### SHORT TASK
Each entry below must be repeated word for word.
# START OF STORED DATA
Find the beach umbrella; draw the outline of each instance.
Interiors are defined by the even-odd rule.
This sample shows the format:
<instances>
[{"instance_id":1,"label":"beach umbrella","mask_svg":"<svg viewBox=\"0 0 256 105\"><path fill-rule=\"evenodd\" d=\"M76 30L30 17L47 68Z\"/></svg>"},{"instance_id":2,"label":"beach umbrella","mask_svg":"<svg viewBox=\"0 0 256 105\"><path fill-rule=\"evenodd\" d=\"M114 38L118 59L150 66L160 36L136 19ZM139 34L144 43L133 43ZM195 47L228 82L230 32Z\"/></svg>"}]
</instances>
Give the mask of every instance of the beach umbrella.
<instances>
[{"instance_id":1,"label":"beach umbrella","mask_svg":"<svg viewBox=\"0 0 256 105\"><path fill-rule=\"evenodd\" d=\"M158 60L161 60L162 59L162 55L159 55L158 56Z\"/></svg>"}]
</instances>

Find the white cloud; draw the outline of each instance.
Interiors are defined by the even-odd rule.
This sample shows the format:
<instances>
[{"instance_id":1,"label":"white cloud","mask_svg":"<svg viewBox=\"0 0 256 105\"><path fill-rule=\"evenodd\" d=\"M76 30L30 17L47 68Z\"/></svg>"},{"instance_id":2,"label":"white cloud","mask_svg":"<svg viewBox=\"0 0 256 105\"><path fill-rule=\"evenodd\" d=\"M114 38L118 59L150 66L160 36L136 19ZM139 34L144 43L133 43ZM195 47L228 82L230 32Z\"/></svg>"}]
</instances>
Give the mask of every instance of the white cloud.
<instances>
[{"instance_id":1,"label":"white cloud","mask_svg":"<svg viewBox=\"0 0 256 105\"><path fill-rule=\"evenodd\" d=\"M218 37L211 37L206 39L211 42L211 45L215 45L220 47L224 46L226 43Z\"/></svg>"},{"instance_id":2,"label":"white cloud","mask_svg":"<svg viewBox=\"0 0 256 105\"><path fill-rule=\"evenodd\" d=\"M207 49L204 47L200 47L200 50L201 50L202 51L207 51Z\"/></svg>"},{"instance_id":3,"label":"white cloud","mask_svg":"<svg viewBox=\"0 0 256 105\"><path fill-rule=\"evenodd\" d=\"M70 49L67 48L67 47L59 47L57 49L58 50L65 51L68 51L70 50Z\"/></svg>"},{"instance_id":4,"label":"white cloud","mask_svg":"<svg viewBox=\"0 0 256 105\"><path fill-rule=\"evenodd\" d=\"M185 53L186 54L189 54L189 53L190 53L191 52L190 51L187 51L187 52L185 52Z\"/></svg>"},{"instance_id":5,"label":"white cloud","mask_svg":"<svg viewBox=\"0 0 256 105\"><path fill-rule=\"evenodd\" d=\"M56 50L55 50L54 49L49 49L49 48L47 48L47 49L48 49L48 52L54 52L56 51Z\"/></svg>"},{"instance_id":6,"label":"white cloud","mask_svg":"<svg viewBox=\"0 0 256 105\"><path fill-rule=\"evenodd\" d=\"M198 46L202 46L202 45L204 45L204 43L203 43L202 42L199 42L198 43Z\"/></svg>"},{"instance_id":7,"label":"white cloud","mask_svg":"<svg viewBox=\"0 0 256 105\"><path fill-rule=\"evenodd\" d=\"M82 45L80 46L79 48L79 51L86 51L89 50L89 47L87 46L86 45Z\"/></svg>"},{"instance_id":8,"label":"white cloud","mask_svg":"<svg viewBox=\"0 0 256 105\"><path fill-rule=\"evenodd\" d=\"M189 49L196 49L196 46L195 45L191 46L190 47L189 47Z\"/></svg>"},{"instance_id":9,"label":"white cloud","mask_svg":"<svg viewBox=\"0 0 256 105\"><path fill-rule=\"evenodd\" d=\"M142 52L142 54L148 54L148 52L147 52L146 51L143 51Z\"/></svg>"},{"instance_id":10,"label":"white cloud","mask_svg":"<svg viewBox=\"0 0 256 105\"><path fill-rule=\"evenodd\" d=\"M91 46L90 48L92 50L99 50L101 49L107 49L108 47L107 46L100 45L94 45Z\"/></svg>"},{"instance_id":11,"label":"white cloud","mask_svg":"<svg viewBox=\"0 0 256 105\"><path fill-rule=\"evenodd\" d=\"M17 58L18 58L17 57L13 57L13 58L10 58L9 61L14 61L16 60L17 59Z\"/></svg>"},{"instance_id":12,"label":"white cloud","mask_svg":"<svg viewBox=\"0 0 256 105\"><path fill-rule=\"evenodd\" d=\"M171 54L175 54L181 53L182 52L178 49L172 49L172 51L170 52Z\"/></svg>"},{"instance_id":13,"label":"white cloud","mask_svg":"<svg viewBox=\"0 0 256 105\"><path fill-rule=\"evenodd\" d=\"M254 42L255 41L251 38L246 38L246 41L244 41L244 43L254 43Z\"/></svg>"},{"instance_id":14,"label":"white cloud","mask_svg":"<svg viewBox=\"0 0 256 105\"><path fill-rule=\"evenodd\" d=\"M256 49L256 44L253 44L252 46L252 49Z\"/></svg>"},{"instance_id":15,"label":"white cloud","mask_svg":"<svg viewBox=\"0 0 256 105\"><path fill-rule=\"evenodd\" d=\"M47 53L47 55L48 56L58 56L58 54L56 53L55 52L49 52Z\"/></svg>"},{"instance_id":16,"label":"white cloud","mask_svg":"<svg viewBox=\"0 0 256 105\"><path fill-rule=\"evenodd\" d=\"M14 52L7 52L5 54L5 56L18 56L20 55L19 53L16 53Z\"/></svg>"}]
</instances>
# END OF STORED DATA
### RESULT FOR THIS TASK
Find the beach umbrella; draw the outline of each instance.
Interiors are defined by the even-odd rule.
This sample shows the format:
<instances>
[{"instance_id":1,"label":"beach umbrella","mask_svg":"<svg viewBox=\"0 0 256 105\"><path fill-rule=\"evenodd\" d=\"M76 30L30 17L47 68Z\"/></svg>"},{"instance_id":2,"label":"beach umbrella","mask_svg":"<svg viewBox=\"0 0 256 105\"><path fill-rule=\"evenodd\" d=\"M114 38L118 59L150 66L160 36L136 19ZM139 34L144 43L133 43ZM195 47L228 82L230 32Z\"/></svg>"}]
</instances>
Give the mask of every instance of the beach umbrella.
<instances>
[{"instance_id":1,"label":"beach umbrella","mask_svg":"<svg viewBox=\"0 0 256 105\"><path fill-rule=\"evenodd\" d=\"M158 60L161 60L162 59L162 55L159 55L158 56Z\"/></svg>"}]
</instances>

Find the white cloud; draw the outline of each instance.
Interiors are defined by the even-odd rule.
This sample shows the format:
<instances>
[{"instance_id":1,"label":"white cloud","mask_svg":"<svg viewBox=\"0 0 256 105\"><path fill-rule=\"evenodd\" d=\"M76 30L30 17L47 68Z\"/></svg>"},{"instance_id":2,"label":"white cloud","mask_svg":"<svg viewBox=\"0 0 256 105\"><path fill-rule=\"evenodd\" d=\"M114 38L118 59L150 66L160 36L136 19ZM139 34L144 43L133 43ZM195 47L228 82L230 32Z\"/></svg>"}]
</instances>
Give the mask of every instance of the white cloud.
<instances>
[{"instance_id":1,"label":"white cloud","mask_svg":"<svg viewBox=\"0 0 256 105\"><path fill-rule=\"evenodd\" d=\"M218 37L211 37L206 39L211 42L211 45L215 45L220 47L224 46L226 43Z\"/></svg>"},{"instance_id":2,"label":"white cloud","mask_svg":"<svg viewBox=\"0 0 256 105\"><path fill-rule=\"evenodd\" d=\"M207 49L204 47L200 47L200 50L201 50L202 51L207 51Z\"/></svg>"},{"instance_id":3,"label":"white cloud","mask_svg":"<svg viewBox=\"0 0 256 105\"><path fill-rule=\"evenodd\" d=\"M70 49L67 48L67 47L59 47L57 49L58 50L65 51L68 51L70 50Z\"/></svg>"},{"instance_id":4,"label":"white cloud","mask_svg":"<svg viewBox=\"0 0 256 105\"><path fill-rule=\"evenodd\" d=\"M185 53L186 54L189 54L189 53L190 53L191 52L190 51L187 51L187 52L185 52Z\"/></svg>"},{"instance_id":5,"label":"white cloud","mask_svg":"<svg viewBox=\"0 0 256 105\"><path fill-rule=\"evenodd\" d=\"M56 50L55 50L54 49L49 49L49 48L47 48L47 49L48 49L48 52L54 52L56 51Z\"/></svg>"},{"instance_id":6,"label":"white cloud","mask_svg":"<svg viewBox=\"0 0 256 105\"><path fill-rule=\"evenodd\" d=\"M198 46L202 46L202 45L204 45L204 43L203 43L202 42L199 42L198 43Z\"/></svg>"},{"instance_id":7,"label":"white cloud","mask_svg":"<svg viewBox=\"0 0 256 105\"><path fill-rule=\"evenodd\" d=\"M82 45L80 46L79 48L79 51L86 51L89 50L89 47L87 46L86 45Z\"/></svg>"},{"instance_id":8,"label":"white cloud","mask_svg":"<svg viewBox=\"0 0 256 105\"><path fill-rule=\"evenodd\" d=\"M189 49L196 49L196 46L195 45L191 46L190 47L189 47Z\"/></svg>"},{"instance_id":9,"label":"white cloud","mask_svg":"<svg viewBox=\"0 0 256 105\"><path fill-rule=\"evenodd\" d=\"M142 52L142 54L148 54L148 52L147 52L146 51L143 51Z\"/></svg>"},{"instance_id":10,"label":"white cloud","mask_svg":"<svg viewBox=\"0 0 256 105\"><path fill-rule=\"evenodd\" d=\"M91 46L90 48L92 50L99 50L101 49L107 49L108 47L107 46L100 45L94 45Z\"/></svg>"},{"instance_id":11,"label":"white cloud","mask_svg":"<svg viewBox=\"0 0 256 105\"><path fill-rule=\"evenodd\" d=\"M17 58L18 58L17 57L13 57L13 58L10 58L9 61L14 61L16 60L17 59Z\"/></svg>"},{"instance_id":12,"label":"white cloud","mask_svg":"<svg viewBox=\"0 0 256 105\"><path fill-rule=\"evenodd\" d=\"M171 54L175 54L181 53L182 52L178 49L172 49L172 51L170 52Z\"/></svg>"},{"instance_id":13,"label":"white cloud","mask_svg":"<svg viewBox=\"0 0 256 105\"><path fill-rule=\"evenodd\" d=\"M254 42L255 41L251 38L246 38L246 41L244 41L244 43L254 43Z\"/></svg>"},{"instance_id":14,"label":"white cloud","mask_svg":"<svg viewBox=\"0 0 256 105\"><path fill-rule=\"evenodd\" d=\"M256 49L256 44L253 44L252 46L252 49Z\"/></svg>"},{"instance_id":15,"label":"white cloud","mask_svg":"<svg viewBox=\"0 0 256 105\"><path fill-rule=\"evenodd\" d=\"M47 53L47 55L48 56L58 56L58 54L56 53L55 52L49 52Z\"/></svg>"},{"instance_id":16,"label":"white cloud","mask_svg":"<svg viewBox=\"0 0 256 105\"><path fill-rule=\"evenodd\" d=\"M14 52L7 52L5 54L5 56L18 56L20 55L19 53L16 53Z\"/></svg>"}]
</instances>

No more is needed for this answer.